Recorded data
## Start

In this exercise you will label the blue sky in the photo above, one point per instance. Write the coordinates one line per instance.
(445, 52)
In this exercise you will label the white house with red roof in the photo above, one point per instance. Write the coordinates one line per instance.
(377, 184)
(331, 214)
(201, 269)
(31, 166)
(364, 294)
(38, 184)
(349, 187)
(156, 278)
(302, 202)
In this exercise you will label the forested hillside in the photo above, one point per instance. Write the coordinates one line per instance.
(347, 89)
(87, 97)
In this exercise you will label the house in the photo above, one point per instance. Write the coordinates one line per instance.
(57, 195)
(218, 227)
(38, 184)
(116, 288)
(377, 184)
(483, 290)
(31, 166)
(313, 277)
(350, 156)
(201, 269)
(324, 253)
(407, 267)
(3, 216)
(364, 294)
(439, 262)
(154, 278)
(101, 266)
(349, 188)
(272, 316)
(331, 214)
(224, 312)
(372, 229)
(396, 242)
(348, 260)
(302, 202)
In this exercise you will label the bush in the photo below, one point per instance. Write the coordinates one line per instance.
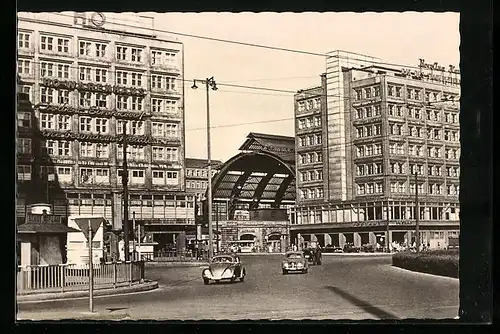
(440, 262)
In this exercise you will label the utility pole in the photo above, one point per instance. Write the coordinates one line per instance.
(209, 161)
(209, 83)
(417, 214)
(387, 244)
(217, 225)
(125, 195)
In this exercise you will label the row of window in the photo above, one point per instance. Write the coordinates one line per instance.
(367, 92)
(101, 100)
(197, 184)
(369, 169)
(63, 45)
(434, 170)
(399, 111)
(430, 189)
(413, 93)
(100, 125)
(310, 158)
(418, 151)
(368, 130)
(312, 175)
(367, 112)
(62, 148)
(310, 140)
(397, 129)
(97, 175)
(370, 188)
(400, 168)
(368, 150)
(417, 113)
(199, 172)
(53, 70)
(311, 193)
(309, 122)
(311, 104)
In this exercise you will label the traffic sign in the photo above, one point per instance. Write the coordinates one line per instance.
(83, 224)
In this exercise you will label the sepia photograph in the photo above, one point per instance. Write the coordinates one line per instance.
(238, 166)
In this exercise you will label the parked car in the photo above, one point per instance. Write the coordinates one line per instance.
(227, 267)
(313, 255)
(294, 261)
(368, 248)
(350, 248)
(332, 249)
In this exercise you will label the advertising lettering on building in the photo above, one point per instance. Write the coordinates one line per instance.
(433, 72)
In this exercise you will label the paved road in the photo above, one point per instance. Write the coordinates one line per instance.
(343, 287)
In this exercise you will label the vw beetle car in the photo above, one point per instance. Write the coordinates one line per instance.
(227, 267)
(313, 255)
(294, 262)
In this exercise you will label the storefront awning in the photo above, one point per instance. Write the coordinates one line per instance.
(44, 228)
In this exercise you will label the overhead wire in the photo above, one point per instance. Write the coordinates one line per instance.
(372, 61)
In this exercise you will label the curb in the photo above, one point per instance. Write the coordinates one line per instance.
(359, 254)
(175, 264)
(80, 294)
(424, 273)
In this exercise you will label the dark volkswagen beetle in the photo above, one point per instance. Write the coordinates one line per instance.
(313, 255)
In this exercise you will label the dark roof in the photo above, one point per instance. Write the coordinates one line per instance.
(44, 228)
(201, 163)
(282, 146)
(257, 175)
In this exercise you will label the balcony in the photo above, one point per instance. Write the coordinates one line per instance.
(41, 219)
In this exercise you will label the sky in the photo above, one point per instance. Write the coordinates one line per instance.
(400, 38)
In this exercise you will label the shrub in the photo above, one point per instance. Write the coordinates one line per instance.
(440, 262)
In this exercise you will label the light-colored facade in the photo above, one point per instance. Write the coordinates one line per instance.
(89, 76)
(358, 152)
(197, 173)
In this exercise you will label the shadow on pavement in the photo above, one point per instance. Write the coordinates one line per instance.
(378, 312)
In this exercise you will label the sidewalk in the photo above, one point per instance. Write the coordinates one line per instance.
(153, 264)
(98, 291)
(357, 254)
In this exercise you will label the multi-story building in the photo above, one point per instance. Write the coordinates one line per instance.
(366, 139)
(197, 173)
(91, 78)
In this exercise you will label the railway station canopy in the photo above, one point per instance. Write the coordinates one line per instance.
(262, 173)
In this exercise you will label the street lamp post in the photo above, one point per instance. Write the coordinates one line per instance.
(417, 214)
(209, 83)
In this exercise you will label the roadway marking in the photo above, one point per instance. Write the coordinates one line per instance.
(425, 274)
(86, 297)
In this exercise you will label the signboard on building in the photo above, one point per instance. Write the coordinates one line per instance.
(119, 22)
(433, 72)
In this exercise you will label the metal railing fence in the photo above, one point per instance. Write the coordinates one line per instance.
(76, 276)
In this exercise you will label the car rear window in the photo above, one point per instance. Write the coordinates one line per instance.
(294, 256)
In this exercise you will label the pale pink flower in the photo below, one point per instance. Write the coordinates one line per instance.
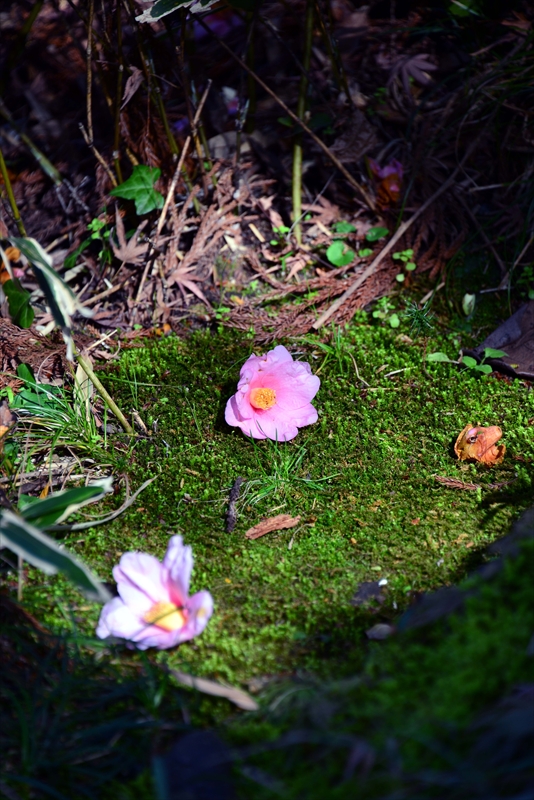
(273, 396)
(154, 608)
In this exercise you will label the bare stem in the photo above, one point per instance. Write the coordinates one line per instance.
(301, 110)
(85, 364)
(11, 197)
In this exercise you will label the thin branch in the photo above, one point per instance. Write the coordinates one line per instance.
(325, 316)
(170, 192)
(346, 174)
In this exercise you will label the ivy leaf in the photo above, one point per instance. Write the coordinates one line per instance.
(489, 352)
(469, 362)
(439, 357)
(374, 234)
(140, 188)
(18, 300)
(339, 254)
(344, 227)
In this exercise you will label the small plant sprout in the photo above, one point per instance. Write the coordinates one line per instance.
(385, 311)
(421, 320)
(280, 468)
(468, 361)
(281, 233)
(339, 254)
(468, 304)
(377, 233)
(405, 256)
(140, 188)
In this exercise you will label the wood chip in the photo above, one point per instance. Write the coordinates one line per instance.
(236, 696)
(278, 523)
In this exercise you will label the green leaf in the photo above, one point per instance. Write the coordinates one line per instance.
(339, 254)
(374, 234)
(439, 357)
(18, 300)
(469, 362)
(56, 508)
(38, 549)
(26, 374)
(343, 227)
(489, 352)
(59, 297)
(140, 188)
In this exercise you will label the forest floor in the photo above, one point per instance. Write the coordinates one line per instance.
(413, 238)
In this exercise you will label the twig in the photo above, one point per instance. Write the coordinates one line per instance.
(506, 277)
(357, 373)
(11, 197)
(483, 233)
(325, 316)
(110, 402)
(100, 158)
(83, 526)
(90, 70)
(346, 174)
(231, 514)
(170, 193)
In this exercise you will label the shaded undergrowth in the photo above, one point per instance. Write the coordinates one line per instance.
(284, 602)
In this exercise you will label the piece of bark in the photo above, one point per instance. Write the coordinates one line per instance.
(277, 523)
(231, 514)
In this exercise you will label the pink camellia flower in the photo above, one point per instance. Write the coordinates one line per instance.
(154, 608)
(273, 396)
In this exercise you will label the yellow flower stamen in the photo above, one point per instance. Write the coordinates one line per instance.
(262, 398)
(166, 616)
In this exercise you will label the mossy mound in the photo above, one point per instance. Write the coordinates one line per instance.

## End

Task goal »
The required output is the exact sequence of lines from the one containing "In this exercise you will label the wood" through the end of the listing, both endpoints included.

Answer »
In this exercise you will label the wood chip in the photo above, one point per instance. Write the coordinates one line per instance.
(236, 696)
(278, 523)
In this exercise you will label the green leaf in the photo above, one point per instance. Write the coordinates one line per instance.
(339, 254)
(374, 234)
(439, 357)
(18, 300)
(469, 362)
(56, 508)
(38, 549)
(26, 374)
(343, 227)
(489, 352)
(59, 297)
(140, 188)
In this exercise you will label the forest floor in the photo above, one point per instance. Write the coordinates one line per instance.
(413, 238)
In this exercise you will label the twig in the photo above, one point per instance. Write the coordinates one line per instance.
(506, 277)
(357, 373)
(11, 197)
(483, 233)
(325, 316)
(110, 402)
(100, 158)
(83, 526)
(90, 70)
(346, 174)
(231, 514)
(170, 193)
In this exercise you will label the shaded undergrowth in the photo above, one point per instance. Write the coordinates one line per instance.
(284, 602)
In this exercise you will label the piece of bark in the photo above, one point per instance. Write the coordinates one line per instance.
(277, 523)
(231, 514)
In this exercise you will label the pink camellia flower in the photo above, one point per instance. Write the coordinates one line per instance.
(154, 608)
(273, 396)
In this exercise you will label the yellow flower stamen in the photo above, one point per instance. Write the coordinates one line per instance.
(262, 398)
(166, 616)
In this exercise you will label the mossy mound in the photo above, one point per instance. Write the coordinates one line per instance.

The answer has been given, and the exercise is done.